## Instructions for the task
Down to the last line, set down the listing below exactly, apart from its pictures.

## Extracted records
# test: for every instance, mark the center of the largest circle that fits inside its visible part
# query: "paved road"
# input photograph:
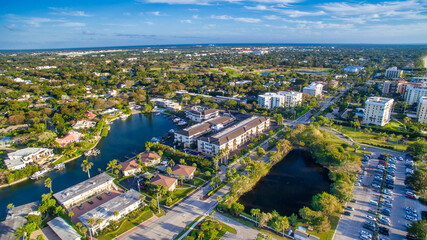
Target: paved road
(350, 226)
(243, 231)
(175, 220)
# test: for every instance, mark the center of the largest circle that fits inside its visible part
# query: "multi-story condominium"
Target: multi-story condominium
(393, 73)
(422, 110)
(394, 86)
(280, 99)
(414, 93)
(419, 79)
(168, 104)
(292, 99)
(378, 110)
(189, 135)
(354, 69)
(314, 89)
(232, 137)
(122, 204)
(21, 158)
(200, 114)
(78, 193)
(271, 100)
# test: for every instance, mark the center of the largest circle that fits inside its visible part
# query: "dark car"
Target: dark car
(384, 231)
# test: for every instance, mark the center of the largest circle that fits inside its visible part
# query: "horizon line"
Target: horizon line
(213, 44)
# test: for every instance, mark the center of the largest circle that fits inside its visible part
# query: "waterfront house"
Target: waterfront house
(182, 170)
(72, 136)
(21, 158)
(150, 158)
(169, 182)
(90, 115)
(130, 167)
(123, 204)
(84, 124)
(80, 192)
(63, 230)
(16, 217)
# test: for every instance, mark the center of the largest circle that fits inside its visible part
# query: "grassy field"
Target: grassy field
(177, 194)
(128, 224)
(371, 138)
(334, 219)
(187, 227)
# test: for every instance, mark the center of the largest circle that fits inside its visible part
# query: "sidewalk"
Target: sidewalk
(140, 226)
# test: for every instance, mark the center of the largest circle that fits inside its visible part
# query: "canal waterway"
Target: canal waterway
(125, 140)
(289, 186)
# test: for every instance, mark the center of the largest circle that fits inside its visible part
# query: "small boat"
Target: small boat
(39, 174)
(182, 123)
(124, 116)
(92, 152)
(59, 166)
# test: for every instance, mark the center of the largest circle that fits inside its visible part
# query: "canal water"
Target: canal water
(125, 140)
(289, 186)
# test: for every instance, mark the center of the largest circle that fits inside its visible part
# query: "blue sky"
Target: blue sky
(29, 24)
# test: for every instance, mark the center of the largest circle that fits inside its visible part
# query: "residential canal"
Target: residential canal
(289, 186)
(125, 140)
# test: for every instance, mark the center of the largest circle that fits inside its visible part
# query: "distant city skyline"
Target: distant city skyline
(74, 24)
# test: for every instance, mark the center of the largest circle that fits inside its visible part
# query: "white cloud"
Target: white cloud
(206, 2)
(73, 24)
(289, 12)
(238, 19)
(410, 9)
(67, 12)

## Solved exercise
# test: for every instance, mark the center of the largest circle that fits inside its visible part
# query: "paved road"
# input photograph:
Target: paved road
(350, 226)
(243, 231)
(175, 220)
# test: for every instance, mark the center of the largest circle that fits inside its visible part
# query: "multi-story condominium"
Target: multi-story condominium
(393, 73)
(422, 110)
(394, 86)
(280, 99)
(414, 93)
(419, 79)
(168, 104)
(292, 99)
(378, 110)
(189, 135)
(354, 69)
(314, 89)
(232, 137)
(122, 204)
(21, 158)
(200, 114)
(78, 193)
(271, 100)
# test: for every instance, mark the center of the largest circle that fits inside its visible part
# query: "dark car"
Target: dark car
(384, 231)
# test: for every instance, mark the center of the largest circle that fits inside its visible part
# query: "horizon line"
Target: horizon line
(213, 44)
# test: for every instance, mark the center of the largest circle that fits inside its visible part
# query: "waterfront house"
Target: waterfront house
(182, 170)
(72, 136)
(21, 158)
(150, 158)
(169, 182)
(90, 115)
(130, 167)
(123, 204)
(84, 124)
(80, 192)
(63, 230)
(16, 217)
# test: for every instance, mark the center of the largest circle that fits inside its visible part
# query: "grassy field"
Target: grassy field
(177, 194)
(128, 224)
(371, 138)
(334, 219)
(187, 227)
# test: for every instance, mark the center of the largest circle that fits inside its visible part
# query: "sidewalk"
Target: sidewalk
(140, 226)
# test: for every instance, mark the center of the largest circle that fits inside its visible part
# query: "canal waterway"
Target: canal waterway
(125, 140)
(289, 186)
# test: for every instance, mark the center of the largest circle that fits inside its visible part
# query: "small boat"
Target: small boat
(39, 174)
(182, 123)
(124, 116)
(92, 152)
(59, 166)
# test: for every instance, mark the center of the largest circle that fits inside its visible part
# query: "canal water"
Target: canal water
(125, 140)
(289, 186)
# test: for every instance, mark the center of the largest circle that fits inside its visible part
# query: "blue sky"
Target: blue sky
(29, 24)
# test: for every instance, mark the center of the largest circle that fits inside its visible part
# query: "residential canal"
Target: residential canal
(289, 186)
(125, 140)
# test: for every instance, mark the center of the largest circle that fits inside its visible part
# query: "distant city skyline"
Target: distant city skyline
(74, 24)
# test: for every instance, mark the center of the largest circle that fits inside its visible part
# query: "white cloud"
Target: white cloud
(206, 2)
(73, 24)
(289, 12)
(238, 19)
(410, 9)
(67, 12)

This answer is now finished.